Task description: Say how many lines of these entries include the word "rough", and answer with the number alone.

Material supplied:
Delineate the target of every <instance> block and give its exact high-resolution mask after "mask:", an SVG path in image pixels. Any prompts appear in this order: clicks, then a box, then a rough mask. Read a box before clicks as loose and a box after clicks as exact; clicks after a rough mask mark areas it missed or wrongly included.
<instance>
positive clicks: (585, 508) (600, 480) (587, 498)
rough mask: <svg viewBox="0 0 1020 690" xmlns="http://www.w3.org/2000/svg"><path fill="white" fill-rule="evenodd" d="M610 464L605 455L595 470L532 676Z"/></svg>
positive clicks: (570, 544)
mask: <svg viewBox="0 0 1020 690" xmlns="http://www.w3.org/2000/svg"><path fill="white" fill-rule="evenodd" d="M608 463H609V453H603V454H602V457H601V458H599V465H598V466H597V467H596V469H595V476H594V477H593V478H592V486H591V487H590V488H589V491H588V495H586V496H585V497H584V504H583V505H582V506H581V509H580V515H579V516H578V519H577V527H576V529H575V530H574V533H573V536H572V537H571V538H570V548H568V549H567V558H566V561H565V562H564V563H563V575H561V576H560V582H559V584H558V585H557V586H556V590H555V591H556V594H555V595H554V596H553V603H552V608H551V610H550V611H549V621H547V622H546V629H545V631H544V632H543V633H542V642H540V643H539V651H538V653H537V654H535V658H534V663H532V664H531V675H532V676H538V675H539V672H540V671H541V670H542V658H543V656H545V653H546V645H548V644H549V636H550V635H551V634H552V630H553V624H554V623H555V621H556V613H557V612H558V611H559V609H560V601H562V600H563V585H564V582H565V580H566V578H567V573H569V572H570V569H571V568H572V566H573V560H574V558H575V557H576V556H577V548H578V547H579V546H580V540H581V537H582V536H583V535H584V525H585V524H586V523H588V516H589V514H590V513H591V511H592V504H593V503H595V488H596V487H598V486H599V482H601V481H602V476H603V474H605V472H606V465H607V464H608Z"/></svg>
---
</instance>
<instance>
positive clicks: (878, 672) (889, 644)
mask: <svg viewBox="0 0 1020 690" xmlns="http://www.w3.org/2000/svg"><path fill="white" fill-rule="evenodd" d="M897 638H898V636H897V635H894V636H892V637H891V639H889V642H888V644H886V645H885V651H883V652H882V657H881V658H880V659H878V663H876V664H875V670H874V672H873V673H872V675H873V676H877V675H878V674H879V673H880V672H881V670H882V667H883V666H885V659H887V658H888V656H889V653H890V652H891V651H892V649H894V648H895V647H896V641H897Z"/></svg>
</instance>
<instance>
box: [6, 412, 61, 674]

Written response: 2